▸ Tugas Dikerjakan:
#1 Salin tanpa diubah bagian siaran pers tentang pengaduan GEMBUK, mulai dari bagian yang diawali kata-kata berisi "Dengan modal bukti" sampai bagian yang ditutup dengan "di Kabupaten Hulu Sungai Tengah.".
#2 Menurut siaran pers tentang pengaduan GEMBUK, pada tanggal berapa aksi damai aliansi selamatkan meratus digelar di depan gedung DPRD Kabupaten Hulu Sungai Tengah?
=== Kutipan ===
You are currently viewing GEMBUK: Lemahnya Penegakan Hukum, Warga Hulu Sungai Tengah Adukan Kasus Tambang Batubara Hingga Ke Jakarta
Siaran Pers Pengaduan Gembuk dan Walhi di Jakarta (8/12/2022)

GEMBUK: Lemahnya Penegakan Hukum, Warga Hulu Sungai Tengah Adukan Kasus Tambang Batubara Hingga Ke Jakarta

Jakarta, 8 Desember 2022 – Tidak ada upaya penegakan hukum yang maksimal terhadap Pertambangan Tanpa Izin (PETI), Gerakan Penyelamat Bumi Murakata (GEMBUK) Kabupaten Hulu Sungai Tengah (HST) Provinsi Kalimantan Selatan didampingi Wahana Lingkungan Hidup Indonesia (WALHI) melayangkan pengaduan ke beberapa lembaga dan kementerian terkait.

Dengan modal bukti adanya aktivitas Pertambangan Tanpa Izin (PETI) di HST dan dokumen pendukung lainnya, masyarakat yang diwakili GEMBUK melayangkan pengaduan ke Bareskrim Polri yang ditembuskan juga ke Kapolri, karena adanya dugaan keterlibatan oknum aparat penegak hukum kepolisian dan militer di Kabupaten Hulu Sungai Tengah.

Selain Bareskrim Polri, GEMBUK juga melakukan audiensi dan pengaduan dengan beberapa kementerian di antaranya; Direktorat Jenderal Mineral dan Batubara Kementerian Energi dan Sumber Daya Mineral (ESDM), Direktorat Jenderal Penegakan Hukum (GAKKUM) Kementerian Lingkungan Hidup dan Kehutanan (KLHK), Menteri Koordinator Bidang Politik, Hukum dan Keamanan (Menko Polhukam) dan terakhir Kantor Staf Presiden (KSP) Kementerian Sekretariat Negara Republik Indonesia.

Pengaduan ini juga merupakan tindak lanjut dari aksi damai aliansi selamatkan meratus yang dikoordinatori GEMBUK pada tanggal 25 Oktober 2022 lalu di depan gedung DPRD Kabupaten Hulu Sungai Tengah. Pada aksi damai tersebut hadir juga Bupati dan Sekretaris Daerah Kabupaten HST.
=== Baris Data ===
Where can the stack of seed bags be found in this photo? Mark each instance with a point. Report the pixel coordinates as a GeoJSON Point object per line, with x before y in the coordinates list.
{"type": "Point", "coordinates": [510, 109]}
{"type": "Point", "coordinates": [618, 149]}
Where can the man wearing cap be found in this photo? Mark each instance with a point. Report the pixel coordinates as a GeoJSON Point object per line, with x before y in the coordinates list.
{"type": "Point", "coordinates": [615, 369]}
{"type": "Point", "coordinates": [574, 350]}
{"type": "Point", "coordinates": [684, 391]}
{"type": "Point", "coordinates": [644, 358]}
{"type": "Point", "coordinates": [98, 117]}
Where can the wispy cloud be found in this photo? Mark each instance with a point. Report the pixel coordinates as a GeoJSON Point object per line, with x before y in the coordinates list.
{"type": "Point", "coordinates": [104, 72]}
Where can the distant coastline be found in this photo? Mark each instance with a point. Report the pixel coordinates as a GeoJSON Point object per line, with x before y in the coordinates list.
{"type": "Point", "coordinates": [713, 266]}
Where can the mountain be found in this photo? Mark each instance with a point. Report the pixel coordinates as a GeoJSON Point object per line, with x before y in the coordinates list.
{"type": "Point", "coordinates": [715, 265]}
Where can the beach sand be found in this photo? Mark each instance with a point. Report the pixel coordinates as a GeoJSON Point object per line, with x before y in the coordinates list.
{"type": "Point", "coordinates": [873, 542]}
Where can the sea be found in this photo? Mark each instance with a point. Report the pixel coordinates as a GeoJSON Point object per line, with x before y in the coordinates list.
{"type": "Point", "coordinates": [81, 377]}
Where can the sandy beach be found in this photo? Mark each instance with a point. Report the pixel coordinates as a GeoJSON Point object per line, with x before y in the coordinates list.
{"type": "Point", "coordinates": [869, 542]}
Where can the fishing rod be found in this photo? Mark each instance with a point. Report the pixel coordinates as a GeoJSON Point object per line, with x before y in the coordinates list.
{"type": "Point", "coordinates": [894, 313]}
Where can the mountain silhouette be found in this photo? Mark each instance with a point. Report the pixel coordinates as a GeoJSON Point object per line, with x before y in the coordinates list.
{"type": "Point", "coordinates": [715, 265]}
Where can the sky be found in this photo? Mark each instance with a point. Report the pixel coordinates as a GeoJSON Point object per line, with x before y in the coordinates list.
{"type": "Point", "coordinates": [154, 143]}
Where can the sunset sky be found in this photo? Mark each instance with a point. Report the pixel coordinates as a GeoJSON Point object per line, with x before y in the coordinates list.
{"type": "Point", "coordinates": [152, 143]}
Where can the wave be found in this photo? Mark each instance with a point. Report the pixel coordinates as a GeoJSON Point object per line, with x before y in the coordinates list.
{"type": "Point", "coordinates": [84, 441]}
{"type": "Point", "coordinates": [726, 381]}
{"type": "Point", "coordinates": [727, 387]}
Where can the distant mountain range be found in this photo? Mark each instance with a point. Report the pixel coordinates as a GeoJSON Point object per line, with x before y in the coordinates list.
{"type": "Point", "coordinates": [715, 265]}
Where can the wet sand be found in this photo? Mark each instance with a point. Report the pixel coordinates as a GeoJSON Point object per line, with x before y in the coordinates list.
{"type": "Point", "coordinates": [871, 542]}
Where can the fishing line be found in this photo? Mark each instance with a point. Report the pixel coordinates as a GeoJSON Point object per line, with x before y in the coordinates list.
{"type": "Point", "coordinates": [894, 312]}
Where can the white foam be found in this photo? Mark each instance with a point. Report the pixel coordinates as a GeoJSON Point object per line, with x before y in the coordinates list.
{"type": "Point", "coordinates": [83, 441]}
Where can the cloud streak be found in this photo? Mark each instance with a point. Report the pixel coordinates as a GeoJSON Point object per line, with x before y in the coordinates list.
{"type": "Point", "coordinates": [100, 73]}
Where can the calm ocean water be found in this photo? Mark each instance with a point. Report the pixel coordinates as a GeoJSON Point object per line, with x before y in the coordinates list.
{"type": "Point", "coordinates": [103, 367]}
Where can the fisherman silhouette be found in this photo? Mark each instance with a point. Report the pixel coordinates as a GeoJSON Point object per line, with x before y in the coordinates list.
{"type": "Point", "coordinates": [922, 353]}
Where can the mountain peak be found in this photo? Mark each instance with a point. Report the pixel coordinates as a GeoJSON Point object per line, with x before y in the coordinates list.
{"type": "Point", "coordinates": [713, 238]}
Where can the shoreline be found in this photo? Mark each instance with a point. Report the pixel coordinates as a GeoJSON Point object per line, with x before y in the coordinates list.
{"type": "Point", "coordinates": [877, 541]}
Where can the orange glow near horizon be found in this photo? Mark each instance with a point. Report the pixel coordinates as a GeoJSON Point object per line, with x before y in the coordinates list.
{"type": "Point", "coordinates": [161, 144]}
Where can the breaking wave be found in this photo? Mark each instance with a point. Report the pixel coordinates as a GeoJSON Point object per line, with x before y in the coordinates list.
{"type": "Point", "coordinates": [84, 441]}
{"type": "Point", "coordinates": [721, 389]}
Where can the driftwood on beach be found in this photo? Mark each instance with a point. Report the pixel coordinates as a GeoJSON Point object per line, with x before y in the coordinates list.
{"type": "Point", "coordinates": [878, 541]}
===
▸ Hasil Berurutan:
#1
Dengan modal bukti adanya aktivitas Pertambangan Tanpa Izin (PETI) di HST dan dokumen pendukung lainnya, masyarakat yang diwakili GEMBUK melayangkan pengaduan ke Bareskrim Polri yang ditembuskan juga ke Kapolri, karena adanya dugaan keterlibatan oknum aparat penegak hukum kepolisian dan militer di Kabupaten Hulu Sungai Tengah.

#2 Tanggal 25 Oktober 2022.